──────── Data

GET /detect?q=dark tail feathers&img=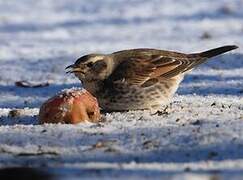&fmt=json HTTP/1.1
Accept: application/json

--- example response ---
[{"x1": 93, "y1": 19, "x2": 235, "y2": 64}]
[{"x1": 199, "y1": 45, "x2": 238, "y2": 58}]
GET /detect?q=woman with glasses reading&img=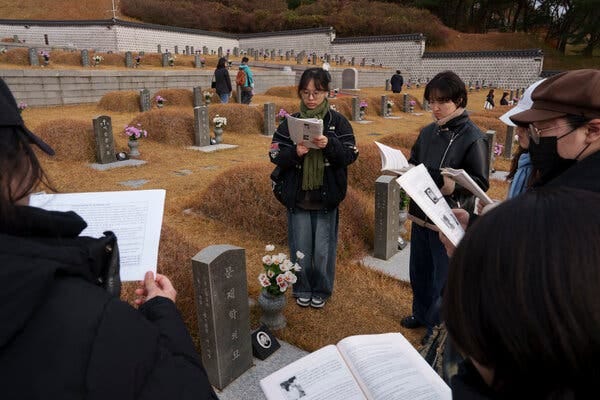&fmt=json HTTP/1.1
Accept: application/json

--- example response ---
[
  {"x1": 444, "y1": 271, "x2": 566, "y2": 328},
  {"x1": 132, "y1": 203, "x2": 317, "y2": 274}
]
[
  {"x1": 269, "y1": 68, "x2": 358, "y2": 308},
  {"x1": 401, "y1": 71, "x2": 489, "y2": 343}
]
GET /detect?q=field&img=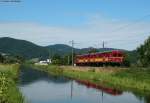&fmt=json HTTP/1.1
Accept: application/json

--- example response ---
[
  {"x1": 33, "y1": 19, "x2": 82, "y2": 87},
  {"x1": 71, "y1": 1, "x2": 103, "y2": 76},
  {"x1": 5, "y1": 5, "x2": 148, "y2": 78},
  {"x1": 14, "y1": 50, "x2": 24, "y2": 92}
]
[
  {"x1": 33, "y1": 66, "x2": 150, "y2": 94},
  {"x1": 0, "y1": 64, "x2": 24, "y2": 103}
]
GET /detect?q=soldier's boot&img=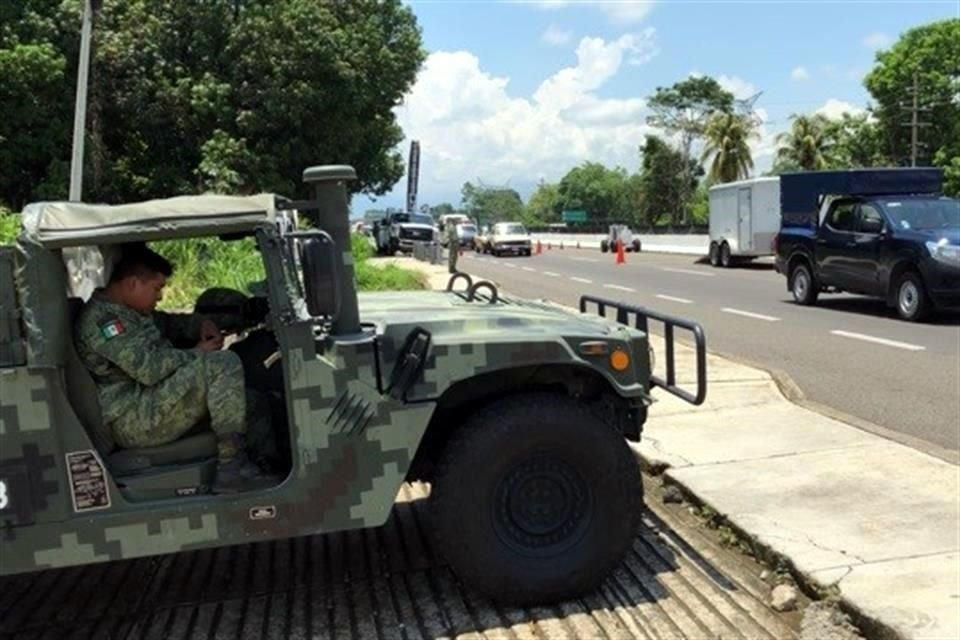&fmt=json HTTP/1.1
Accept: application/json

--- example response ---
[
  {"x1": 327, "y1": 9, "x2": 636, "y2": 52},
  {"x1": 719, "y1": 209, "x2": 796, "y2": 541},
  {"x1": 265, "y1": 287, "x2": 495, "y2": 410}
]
[{"x1": 213, "y1": 434, "x2": 277, "y2": 493}]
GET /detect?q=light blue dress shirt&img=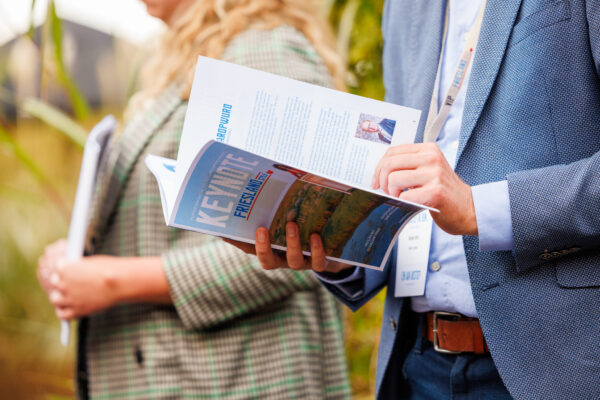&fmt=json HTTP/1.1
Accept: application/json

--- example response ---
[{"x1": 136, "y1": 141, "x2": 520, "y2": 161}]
[{"x1": 317, "y1": 0, "x2": 513, "y2": 317}]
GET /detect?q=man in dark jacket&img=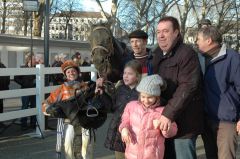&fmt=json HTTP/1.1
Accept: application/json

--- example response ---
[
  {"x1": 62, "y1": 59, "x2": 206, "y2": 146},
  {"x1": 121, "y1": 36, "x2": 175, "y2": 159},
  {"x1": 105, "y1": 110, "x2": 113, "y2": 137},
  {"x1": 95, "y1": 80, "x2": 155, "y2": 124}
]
[
  {"x1": 0, "y1": 60, "x2": 10, "y2": 113},
  {"x1": 128, "y1": 30, "x2": 153, "y2": 76},
  {"x1": 152, "y1": 17, "x2": 203, "y2": 159},
  {"x1": 197, "y1": 26, "x2": 240, "y2": 159}
]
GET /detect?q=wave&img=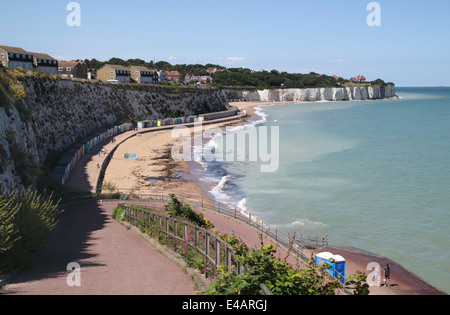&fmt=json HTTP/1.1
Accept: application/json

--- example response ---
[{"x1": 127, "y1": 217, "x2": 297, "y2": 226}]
[{"x1": 289, "y1": 218, "x2": 327, "y2": 227}]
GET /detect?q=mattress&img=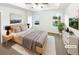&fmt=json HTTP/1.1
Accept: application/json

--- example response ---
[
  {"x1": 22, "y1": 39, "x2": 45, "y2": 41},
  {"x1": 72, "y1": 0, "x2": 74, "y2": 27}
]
[{"x1": 13, "y1": 29, "x2": 47, "y2": 51}]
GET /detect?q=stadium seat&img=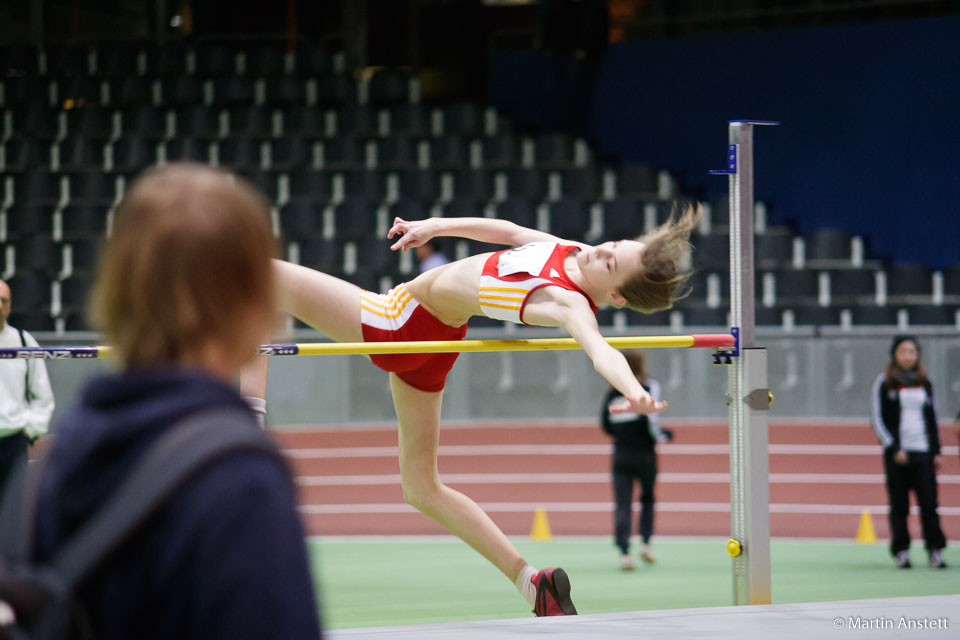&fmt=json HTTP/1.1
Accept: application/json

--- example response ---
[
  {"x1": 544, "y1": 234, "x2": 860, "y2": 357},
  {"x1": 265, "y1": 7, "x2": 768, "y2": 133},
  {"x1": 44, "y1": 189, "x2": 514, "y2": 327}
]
[
  {"x1": 851, "y1": 305, "x2": 897, "y2": 326},
  {"x1": 162, "y1": 75, "x2": 204, "y2": 107},
  {"x1": 64, "y1": 237, "x2": 105, "y2": 275},
  {"x1": 617, "y1": 164, "x2": 657, "y2": 198},
  {"x1": 768, "y1": 269, "x2": 820, "y2": 305},
  {"x1": 544, "y1": 200, "x2": 590, "y2": 242},
  {"x1": 793, "y1": 305, "x2": 840, "y2": 326},
  {"x1": 603, "y1": 198, "x2": 643, "y2": 240},
  {"x1": 247, "y1": 44, "x2": 286, "y2": 78},
  {"x1": 690, "y1": 234, "x2": 730, "y2": 269},
  {"x1": 399, "y1": 169, "x2": 440, "y2": 202},
  {"x1": 535, "y1": 133, "x2": 573, "y2": 169},
  {"x1": 375, "y1": 136, "x2": 417, "y2": 170},
  {"x1": 318, "y1": 136, "x2": 364, "y2": 170},
  {"x1": 943, "y1": 264, "x2": 960, "y2": 302},
  {"x1": 164, "y1": 138, "x2": 210, "y2": 164},
  {"x1": 175, "y1": 105, "x2": 220, "y2": 140},
  {"x1": 268, "y1": 136, "x2": 312, "y2": 171},
  {"x1": 441, "y1": 197, "x2": 483, "y2": 218},
  {"x1": 288, "y1": 168, "x2": 331, "y2": 202},
  {"x1": 10, "y1": 235, "x2": 63, "y2": 276},
  {"x1": 315, "y1": 74, "x2": 357, "y2": 107},
  {"x1": 279, "y1": 200, "x2": 323, "y2": 240},
  {"x1": 281, "y1": 107, "x2": 327, "y2": 137},
  {"x1": 56, "y1": 136, "x2": 106, "y2": 171},
  {"x1": 369, "y1": 68, "x2": 410, "y2": 107},
  {"x1": 226, "y1": 105, "x2": 272, "y2": 138},
  {"x1": 0, "y1": 203, "x2": 54, "y2": 238},
  {"x1": 805, "y1": 229, "x2": 851, "y2": 266},
  {"x1": 47, "y1": 45, "x2": 90, "y2": 78},
  {"x1": 907, "y1": 304, "x2": 960, "y2": 327},
  {"x1": 69, "y1": 171, "x2": 117, "y2": 206},
  {"x1": 885, "y1": 264, "x2": 933, "y2": 302},
  {"x1": 18, "y1": 171, "x2": 65, "y2": 205},
  {"x1": 216, "y1": 137, "x2": 260, "y2": 170},
  {"x1": 560, "y1": 167, "x2": 602, "y2": 200},
  {"x1": 57, "y1": 76, "x2": 103, "y2": 109},
  {"x1": 213, "y1": 76, "x2": 254, "y2": 107},
  {"x1": 0, "y1": 45, "x2": 40, "y2": 76},
  {"x1": 828, "y1": 269, "x2": 877, "y2": 305},
  {"x1": 430, "y1": 135, "x2": 470, "y2": 170},
  {"x1": 442, "y1": 102, "x2": 484, "y2": 137},
  {"x1": 60, "y1": 275, "x2": 93, "y2": 313},
  {"x1": 121, "y1": 107, "x2": 168, "y2": 139},
  {"x1": 97, "y1": 42, "x2": 143, "y2": 78},
  {"x1": 194, "y1": 44, "x2": 236, "y2": 77},
  {"x1": 494, "y1": 198, "x2": 537, "y2": 228},
  {"x1": 506, "y1": 169, "x2": 547, "y2": 200},
  {"x1": 294, "y1": 43, "x2": 334, "y2": 76},
  {"x1": 390, "y1": 104, "x2": 430, "y2": 136},
  {"x1": 299, "y1": 238, "x2": 343, "y2": 275},
  {"x1": 264, "y1": 75, "x2": 307, "y2": 106},
  {"x1": 110, "y1": 136, "x2": 157, "y2": 174}
]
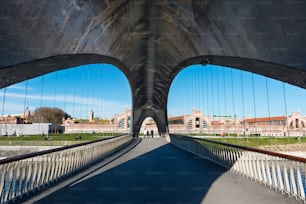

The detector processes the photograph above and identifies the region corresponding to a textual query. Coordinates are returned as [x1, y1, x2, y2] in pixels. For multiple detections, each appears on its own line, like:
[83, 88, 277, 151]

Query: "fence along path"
[28, 138, 301, 204]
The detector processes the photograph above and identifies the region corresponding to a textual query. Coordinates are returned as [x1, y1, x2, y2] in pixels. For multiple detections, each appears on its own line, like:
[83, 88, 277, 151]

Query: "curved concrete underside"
[0, 0, 306, 133]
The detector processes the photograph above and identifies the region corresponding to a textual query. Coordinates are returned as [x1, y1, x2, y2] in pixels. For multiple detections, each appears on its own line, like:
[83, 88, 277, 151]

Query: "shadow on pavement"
[37, 144, 226, 203]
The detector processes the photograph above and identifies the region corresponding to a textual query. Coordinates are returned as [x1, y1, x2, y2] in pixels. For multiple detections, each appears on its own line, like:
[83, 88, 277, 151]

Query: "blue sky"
[0, 64, 306, 118]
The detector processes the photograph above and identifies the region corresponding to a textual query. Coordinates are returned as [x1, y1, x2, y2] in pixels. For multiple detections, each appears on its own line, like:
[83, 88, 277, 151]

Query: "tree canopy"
[32, 107, 69, 125]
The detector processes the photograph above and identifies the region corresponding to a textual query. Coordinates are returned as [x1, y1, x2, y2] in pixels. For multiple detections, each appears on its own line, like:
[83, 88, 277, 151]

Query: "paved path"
[29, 138, 302, 204]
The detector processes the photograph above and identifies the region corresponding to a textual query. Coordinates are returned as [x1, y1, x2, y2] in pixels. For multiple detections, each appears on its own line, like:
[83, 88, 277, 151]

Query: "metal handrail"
[170, 135, 306, 203]
[0, 134, 126, 165]
[191, 136, 306, 163]
[0, 135, 132, 203]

────────────────

__Problem to solve__. Gather every line of the entries above that contains the string "path", treating uppercase and lowercase letters as different.

__Problem solution__.
Query: "fence along path"
Query: "paved path"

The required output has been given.